*The problem*:
Express the items between the lines holding "Note: mark the red hydraulic" and "pixel 47 967", inclusive, as a two-column CSV with the columns instruction and points, one row for each item. Put its text and its answer each in a single quoted field with line breaks turned into spaces, and leave the pictures out.

*Records for the exercise*:
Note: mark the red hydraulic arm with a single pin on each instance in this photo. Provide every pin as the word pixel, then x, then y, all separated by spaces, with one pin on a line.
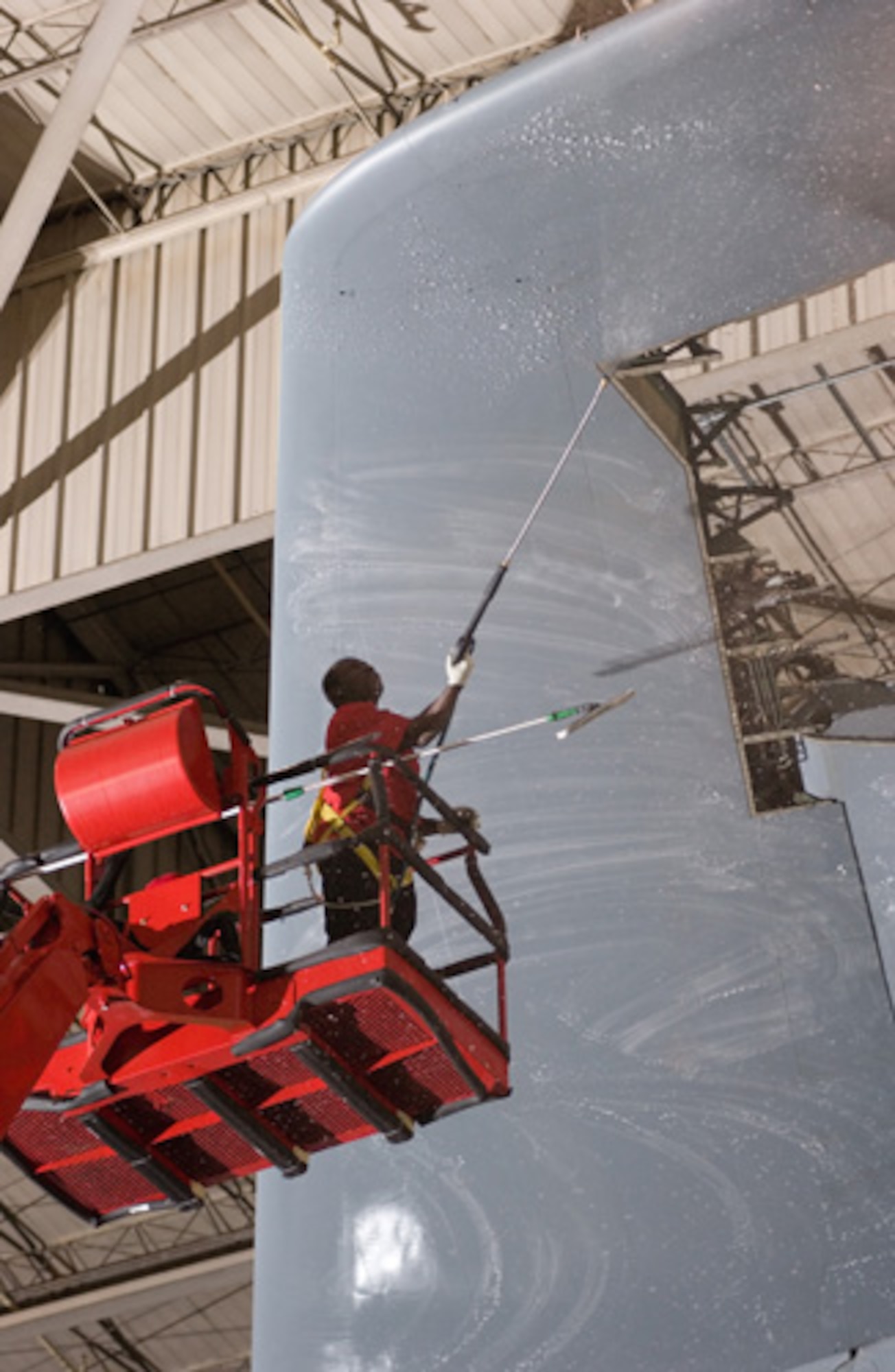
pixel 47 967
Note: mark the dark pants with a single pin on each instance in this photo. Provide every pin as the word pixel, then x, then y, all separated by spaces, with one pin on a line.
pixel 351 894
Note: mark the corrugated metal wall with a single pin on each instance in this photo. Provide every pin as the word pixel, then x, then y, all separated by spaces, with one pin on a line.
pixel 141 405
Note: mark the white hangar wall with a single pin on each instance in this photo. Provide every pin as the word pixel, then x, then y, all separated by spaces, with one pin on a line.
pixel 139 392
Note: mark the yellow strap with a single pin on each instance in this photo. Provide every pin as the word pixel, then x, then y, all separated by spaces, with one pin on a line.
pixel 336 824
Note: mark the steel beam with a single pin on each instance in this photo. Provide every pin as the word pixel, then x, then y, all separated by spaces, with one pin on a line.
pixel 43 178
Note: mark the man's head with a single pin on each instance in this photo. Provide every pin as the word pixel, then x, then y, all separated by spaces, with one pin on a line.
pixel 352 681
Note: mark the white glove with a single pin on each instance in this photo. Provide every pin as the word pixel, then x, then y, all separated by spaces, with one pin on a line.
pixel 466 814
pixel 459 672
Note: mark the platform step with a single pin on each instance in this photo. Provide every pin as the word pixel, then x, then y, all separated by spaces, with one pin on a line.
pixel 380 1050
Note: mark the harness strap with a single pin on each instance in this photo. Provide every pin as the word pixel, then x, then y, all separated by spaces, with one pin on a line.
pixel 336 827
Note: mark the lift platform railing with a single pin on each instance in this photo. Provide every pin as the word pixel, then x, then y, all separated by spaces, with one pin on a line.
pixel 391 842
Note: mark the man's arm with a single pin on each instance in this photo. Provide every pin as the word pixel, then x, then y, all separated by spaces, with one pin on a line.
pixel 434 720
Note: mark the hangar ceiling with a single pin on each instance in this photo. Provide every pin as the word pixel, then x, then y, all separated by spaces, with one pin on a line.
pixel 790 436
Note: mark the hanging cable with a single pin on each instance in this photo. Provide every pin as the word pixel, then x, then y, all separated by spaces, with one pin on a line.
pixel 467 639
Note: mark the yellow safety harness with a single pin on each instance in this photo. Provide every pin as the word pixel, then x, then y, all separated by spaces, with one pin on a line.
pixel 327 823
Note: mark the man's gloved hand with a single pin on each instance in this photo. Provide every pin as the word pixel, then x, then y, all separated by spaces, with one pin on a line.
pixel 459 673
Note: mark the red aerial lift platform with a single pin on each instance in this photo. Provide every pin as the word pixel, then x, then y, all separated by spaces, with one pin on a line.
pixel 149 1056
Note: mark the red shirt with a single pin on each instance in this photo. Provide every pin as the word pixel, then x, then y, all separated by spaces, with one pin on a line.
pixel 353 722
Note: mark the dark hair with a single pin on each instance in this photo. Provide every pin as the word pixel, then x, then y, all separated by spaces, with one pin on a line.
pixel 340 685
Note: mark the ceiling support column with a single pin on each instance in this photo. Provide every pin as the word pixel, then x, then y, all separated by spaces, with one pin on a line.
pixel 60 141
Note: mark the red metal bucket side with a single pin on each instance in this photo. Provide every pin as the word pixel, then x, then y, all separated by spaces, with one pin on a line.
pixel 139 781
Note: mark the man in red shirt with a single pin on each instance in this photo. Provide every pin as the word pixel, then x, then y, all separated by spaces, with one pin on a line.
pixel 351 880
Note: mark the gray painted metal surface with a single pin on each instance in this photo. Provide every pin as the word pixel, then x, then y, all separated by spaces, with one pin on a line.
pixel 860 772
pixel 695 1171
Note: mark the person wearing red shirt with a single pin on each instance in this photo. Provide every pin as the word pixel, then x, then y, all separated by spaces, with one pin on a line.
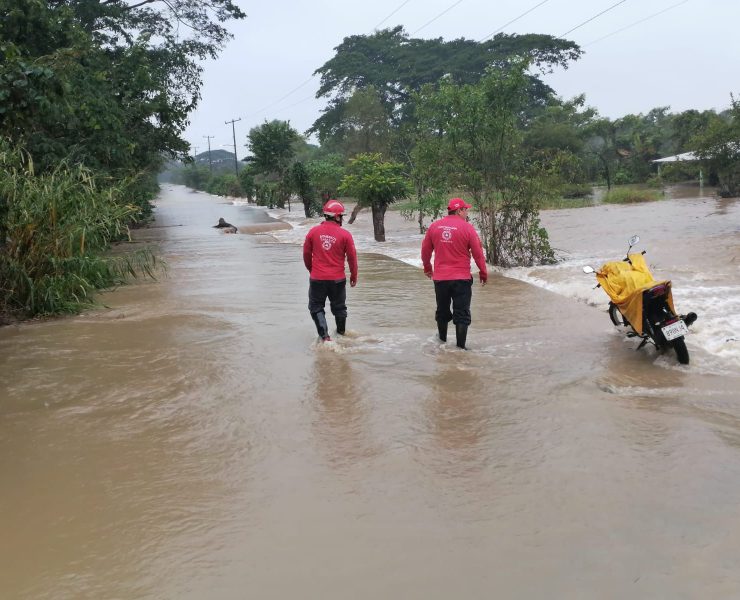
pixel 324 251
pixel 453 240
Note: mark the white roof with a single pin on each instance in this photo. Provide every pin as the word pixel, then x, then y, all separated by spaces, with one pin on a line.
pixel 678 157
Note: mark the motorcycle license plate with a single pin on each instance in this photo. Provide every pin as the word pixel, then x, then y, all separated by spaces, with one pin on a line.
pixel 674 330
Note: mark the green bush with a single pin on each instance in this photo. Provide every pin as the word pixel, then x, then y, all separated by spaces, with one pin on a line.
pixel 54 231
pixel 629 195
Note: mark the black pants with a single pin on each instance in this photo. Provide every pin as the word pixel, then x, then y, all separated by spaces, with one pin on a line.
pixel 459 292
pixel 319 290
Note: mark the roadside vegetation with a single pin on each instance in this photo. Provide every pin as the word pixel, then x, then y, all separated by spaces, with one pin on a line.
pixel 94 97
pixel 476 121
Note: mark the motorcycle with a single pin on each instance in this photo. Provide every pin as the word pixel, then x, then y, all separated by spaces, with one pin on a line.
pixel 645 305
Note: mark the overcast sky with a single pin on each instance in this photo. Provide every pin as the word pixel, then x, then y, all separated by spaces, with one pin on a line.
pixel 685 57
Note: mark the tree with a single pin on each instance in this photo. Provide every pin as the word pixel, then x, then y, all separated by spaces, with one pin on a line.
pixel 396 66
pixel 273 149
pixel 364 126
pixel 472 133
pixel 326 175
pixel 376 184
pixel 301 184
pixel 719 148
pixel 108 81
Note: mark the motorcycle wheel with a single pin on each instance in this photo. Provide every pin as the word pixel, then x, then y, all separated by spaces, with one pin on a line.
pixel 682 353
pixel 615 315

...

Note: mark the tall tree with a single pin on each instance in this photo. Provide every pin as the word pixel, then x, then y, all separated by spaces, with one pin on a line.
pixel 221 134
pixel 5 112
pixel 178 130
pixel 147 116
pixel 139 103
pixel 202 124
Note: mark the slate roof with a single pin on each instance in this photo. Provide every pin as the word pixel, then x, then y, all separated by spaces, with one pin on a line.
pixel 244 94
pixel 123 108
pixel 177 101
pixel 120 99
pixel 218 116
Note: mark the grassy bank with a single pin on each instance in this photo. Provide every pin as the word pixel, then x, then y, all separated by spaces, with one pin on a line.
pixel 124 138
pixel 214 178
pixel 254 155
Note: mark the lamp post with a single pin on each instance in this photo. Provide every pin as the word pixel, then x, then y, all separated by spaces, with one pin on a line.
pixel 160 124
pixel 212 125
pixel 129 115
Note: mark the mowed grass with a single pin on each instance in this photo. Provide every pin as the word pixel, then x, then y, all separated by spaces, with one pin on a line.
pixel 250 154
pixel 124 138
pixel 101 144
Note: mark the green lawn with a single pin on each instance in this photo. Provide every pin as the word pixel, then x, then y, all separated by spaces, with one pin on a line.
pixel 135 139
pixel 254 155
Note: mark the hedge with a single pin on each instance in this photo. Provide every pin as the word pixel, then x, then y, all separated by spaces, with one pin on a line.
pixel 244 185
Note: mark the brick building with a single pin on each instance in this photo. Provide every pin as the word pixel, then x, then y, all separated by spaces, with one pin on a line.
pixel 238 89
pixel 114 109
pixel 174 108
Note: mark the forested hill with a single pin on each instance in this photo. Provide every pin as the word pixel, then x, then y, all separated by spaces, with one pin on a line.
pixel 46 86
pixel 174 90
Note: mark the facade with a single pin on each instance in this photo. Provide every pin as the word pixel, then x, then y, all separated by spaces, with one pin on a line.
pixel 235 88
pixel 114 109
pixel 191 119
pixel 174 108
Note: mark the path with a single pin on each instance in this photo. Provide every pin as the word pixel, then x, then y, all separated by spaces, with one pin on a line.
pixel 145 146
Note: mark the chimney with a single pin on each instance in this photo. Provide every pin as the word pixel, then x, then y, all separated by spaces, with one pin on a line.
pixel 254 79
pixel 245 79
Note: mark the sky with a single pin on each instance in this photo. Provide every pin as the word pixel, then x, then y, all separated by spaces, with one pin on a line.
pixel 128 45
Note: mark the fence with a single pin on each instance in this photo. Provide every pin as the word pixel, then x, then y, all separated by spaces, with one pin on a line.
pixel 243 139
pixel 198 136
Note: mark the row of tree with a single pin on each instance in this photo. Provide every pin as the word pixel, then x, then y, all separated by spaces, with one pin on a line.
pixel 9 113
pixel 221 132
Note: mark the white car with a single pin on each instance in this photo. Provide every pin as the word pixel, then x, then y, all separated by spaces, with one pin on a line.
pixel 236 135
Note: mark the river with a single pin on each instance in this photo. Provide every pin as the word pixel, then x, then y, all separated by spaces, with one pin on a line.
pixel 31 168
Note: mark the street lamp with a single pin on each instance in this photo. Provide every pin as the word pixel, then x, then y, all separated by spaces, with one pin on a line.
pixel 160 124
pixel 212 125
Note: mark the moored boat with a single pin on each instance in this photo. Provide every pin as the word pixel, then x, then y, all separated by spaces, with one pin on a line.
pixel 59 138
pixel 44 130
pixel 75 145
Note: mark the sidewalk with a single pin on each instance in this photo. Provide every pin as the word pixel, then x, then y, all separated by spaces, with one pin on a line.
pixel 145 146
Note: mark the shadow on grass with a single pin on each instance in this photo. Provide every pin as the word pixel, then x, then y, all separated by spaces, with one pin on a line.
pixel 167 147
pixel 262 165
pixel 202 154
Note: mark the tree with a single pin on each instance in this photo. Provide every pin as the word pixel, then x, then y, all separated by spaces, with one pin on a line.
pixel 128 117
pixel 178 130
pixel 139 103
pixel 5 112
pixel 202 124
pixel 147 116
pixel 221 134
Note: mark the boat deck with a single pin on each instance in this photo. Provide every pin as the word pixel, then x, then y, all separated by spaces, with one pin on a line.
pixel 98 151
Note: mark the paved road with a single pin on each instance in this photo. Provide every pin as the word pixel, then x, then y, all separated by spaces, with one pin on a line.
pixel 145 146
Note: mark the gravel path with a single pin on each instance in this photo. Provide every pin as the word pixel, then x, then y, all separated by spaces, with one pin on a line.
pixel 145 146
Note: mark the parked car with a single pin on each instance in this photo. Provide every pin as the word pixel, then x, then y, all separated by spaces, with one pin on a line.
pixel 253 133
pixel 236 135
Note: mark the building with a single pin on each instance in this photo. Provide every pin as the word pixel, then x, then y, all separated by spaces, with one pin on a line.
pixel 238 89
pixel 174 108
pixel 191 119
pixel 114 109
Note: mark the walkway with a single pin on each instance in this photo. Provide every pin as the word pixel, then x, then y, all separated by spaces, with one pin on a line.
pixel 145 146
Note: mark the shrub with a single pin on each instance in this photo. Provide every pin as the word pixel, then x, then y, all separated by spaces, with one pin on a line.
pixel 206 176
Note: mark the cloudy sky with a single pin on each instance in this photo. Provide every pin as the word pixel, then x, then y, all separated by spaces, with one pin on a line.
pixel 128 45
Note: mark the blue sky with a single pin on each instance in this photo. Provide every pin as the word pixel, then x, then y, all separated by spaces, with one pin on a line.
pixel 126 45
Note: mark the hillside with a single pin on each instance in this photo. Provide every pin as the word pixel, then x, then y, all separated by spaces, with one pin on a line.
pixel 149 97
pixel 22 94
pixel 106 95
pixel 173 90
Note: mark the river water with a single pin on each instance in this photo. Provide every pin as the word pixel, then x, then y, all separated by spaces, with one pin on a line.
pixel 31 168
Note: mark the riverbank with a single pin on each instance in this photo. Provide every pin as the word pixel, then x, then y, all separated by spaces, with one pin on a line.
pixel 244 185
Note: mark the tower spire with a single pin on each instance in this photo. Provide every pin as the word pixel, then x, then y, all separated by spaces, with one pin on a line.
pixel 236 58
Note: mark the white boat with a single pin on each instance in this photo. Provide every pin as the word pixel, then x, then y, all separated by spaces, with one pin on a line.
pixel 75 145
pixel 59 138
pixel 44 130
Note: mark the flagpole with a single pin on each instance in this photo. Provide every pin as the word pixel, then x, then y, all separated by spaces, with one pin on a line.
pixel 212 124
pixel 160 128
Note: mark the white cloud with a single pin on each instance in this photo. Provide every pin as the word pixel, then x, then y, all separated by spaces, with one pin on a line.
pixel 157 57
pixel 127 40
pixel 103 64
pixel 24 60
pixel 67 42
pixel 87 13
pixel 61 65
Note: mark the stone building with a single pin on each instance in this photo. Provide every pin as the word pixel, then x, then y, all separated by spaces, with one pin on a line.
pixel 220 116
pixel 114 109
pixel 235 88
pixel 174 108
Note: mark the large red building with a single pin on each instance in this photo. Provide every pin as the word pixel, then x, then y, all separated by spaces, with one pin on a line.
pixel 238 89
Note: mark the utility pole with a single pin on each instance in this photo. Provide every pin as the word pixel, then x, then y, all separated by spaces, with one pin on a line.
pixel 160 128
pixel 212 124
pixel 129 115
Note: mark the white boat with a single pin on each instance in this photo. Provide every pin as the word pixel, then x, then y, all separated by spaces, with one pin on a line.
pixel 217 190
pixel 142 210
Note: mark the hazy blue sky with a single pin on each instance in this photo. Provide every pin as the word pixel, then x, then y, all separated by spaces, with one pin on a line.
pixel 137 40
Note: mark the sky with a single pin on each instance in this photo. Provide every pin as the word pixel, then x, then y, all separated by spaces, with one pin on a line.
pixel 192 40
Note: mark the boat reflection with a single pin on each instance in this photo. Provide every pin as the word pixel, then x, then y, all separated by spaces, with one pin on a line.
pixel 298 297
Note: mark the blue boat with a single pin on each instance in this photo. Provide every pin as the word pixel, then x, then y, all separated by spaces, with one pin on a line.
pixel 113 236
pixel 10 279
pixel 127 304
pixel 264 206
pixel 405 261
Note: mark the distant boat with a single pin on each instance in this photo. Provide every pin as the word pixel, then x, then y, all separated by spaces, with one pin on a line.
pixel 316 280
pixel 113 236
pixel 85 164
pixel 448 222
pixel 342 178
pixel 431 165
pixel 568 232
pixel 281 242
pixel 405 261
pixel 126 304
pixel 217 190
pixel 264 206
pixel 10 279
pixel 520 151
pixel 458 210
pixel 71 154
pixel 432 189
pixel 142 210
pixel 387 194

*Answer to this problem*:
instruction,points
"Note: mark the red hydraulic arm with a single pin on each instance in this photo. Provide every pin as the word pixel, then x, then y, all separated by spaces, with one pin on a line.","pixel 47 967"